start PASSAGE
# OCR Processing for PDF Page Images

This notebook applies OCR to PNG page images (from PDFs in `../tmp/input_pdf`)  

and saves the extracted text and metadata as JSON files in `../tmp/output/`.

In [81]:
# OCR Processing for PDF & Image Files
# ====================================
#
# Renders PDF pages to PNG when needed, applies native-text/table extraction
# or OCR/VLM for scanned pages, and writes one JSON per page (or per single image)
# under ../tmp/output/.
end PASSAGE
start MATERIAL SUPPLIED
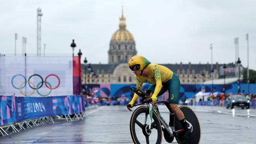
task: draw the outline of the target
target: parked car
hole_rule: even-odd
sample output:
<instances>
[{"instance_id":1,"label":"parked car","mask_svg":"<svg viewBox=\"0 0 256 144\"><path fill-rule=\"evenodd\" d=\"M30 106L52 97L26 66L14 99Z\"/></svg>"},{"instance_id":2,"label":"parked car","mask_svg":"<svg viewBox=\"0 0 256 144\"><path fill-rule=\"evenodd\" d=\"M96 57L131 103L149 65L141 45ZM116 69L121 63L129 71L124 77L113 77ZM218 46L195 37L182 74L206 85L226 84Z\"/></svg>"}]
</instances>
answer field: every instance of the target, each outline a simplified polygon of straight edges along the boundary
<instances>
[{"instance_id":1,"label":"parked car","mask_svg":"<svg viewBox=\"0 0 256 144\"><path fill-rule=\"evenodd\" d=\"M246 107L250 109L250 100L246 99L245 96L241 95L232 95L226 100L226 106L227 109L230 107L233 109L234 107L241 107L243 109Z\"/></svg>"}]
</instances>

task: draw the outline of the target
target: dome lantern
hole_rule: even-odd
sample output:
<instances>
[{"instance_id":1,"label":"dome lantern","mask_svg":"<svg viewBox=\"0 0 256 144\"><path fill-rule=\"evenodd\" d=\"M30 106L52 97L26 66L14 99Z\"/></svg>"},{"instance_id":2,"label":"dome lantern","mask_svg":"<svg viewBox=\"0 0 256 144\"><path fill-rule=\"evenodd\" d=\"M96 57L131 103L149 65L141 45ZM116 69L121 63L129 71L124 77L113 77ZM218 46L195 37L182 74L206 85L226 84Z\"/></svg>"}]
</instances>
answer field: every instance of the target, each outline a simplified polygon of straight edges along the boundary
<instances>
[{"instance_id":1,"label":"dome lantern","mask_svg":"<svg viewBox=\"0 0 256 144\"><path fill-rule=\"evenodd\" d=\"M124 8L122 6L122 16L120 18L120 23L119 24L119 28L120 29L125 29L126 24L125 24L125 18L124 17Z\"/></svg>"}]
</instances>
end MATERIAL SUPPLIED
**REQUEST:**
Rewrite the portion of the OCR notebook text that begins at "and saves the" and ends after "# under ../tmp/output/.", putting "CSV" wherever "JSON" appears. None of the rows are needed for this work.

**COMPLETE OUTPUT:**
and saves the extracted text and metadata as CSV files in `../tmp/output/`.

In [81]:
# OCR Processing for PDF & Image Files
# ====================================
#
# Renders PDF pages to PNG when needed, applies native-text/table extraction
# or OCR/VLM for scanned pages, and writes one CSV per page (or per single image)
# under ../tmp/output/.